Task requirements: Reproduce the following listing verbatim, line for line, without any alteration.

Recorded data:
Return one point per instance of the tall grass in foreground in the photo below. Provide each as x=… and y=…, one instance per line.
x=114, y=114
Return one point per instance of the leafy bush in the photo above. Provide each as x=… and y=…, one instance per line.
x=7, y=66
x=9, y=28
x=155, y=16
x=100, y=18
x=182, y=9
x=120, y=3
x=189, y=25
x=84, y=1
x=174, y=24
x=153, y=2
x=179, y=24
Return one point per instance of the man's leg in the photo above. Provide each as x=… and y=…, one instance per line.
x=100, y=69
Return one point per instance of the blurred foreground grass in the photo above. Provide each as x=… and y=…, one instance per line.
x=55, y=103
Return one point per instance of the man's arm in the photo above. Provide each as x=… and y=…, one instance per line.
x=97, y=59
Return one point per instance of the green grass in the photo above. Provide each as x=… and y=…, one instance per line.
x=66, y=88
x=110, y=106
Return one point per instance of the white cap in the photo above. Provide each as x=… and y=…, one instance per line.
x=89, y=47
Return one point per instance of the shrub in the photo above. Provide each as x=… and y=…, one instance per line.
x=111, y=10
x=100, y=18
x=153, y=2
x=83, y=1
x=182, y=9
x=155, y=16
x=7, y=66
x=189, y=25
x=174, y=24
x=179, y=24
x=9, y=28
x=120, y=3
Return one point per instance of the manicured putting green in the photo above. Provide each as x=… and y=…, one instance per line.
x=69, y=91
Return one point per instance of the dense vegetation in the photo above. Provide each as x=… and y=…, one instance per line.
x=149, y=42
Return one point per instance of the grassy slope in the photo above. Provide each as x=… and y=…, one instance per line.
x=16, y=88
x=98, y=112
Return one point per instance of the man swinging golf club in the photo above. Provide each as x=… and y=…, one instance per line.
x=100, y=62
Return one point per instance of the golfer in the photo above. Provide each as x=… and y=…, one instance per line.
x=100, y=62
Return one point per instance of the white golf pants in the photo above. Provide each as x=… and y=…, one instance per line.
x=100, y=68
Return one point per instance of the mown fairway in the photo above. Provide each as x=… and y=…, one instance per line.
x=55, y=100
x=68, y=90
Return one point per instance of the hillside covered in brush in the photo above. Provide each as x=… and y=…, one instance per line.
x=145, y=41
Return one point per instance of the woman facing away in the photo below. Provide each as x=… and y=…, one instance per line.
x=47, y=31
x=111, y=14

Solution for this exercise:
Return one point per instance of the tall grass in foreground in the photo below. Provide each as x=… and y=…, one instance per line.
x=114, y=114
Return one point per instance of the leafy bush in the photo above. Provide each as x=… and y=…, one instance per line.
x=7, y=66
x=9, y=28
x=155, y=16
x=100, y=18
x=182, y=9
x=120, y=3
x=189, y=25
x=84, y=1
x=174, y=24
x=153, y=2
x=179, y=24
Return one point per instance of the man's leg in the photo above. Provide each as x=… and y=…, one instance per line.
x=100, y=69
Return one point per instance of the blurred foreground grass in the photo above. Provide each as x=… and y=…, one instance per line.
x=55, y=103
Return one point per instance of the man's arm in the photo above. Provide each as x=… and y=…, one instance per line.
x=97, y=59
Return one point per instance of the green grass in the photo above. Provide each as x=… and y=…, one instance per line.
x=66, y=88
x=110, y=106
Return one point per instance of the white cap in the photo above. Provide each as x=… and y=…, one instance per line.
x=89, y=47
Return one point per instance of the shrub in the photo above. Provide each as x=… and y=…, one instance per line.
x=111, y=10
x=100, y=18
x=153, y=2
x=83, y=1
x=182, y=9
x=155, y=16
x=7, y=66
x=189, y=25
x=174, y=24
x=179, y=24
x=9, y=28
x=120, y=3
Return one point per instance of the manicured putting green in the photo above. Provide each as x=… and y=…, one instance per line.
x=69, y=91
Return one point per instance of the dense vegetation in the photo above. Provide each as x=… and y=…, one instance per line.
x=149, y=42
Return one point per instance of the grassy slope in the photo above. Provide each as x=… and y=…, one instance per line.
x=16, y=88
x=98, y=112
Return one point per instance of the man swinging golf club in the photo above. Provide each as x=… and y=…, one instance per line.
x=100, y=62
Return one point per instance of the golfer in the photo above. Provide each as x=… and y=…, one instance per line.
x=100, y=62
Return one point per instance of the white golf pants in the photo above. Provide each as x=… and y=…, one instance per line.
x=100, y=68
Return one point per instance of the mown fairway in the photo above. Provide each as x=… and y=…, one instance per line.
x=55, y=100
x=68, y=90
Return one point per instance of the hillside covered in brush in the photo above. Provide each as x=… and y=…, one instance per line.
x=145, y=41
Return one point per instance of the woman facing away in the photo below. Provide each as x=… and y=…, one instance per line.
x=47, y=31
x=111, y=14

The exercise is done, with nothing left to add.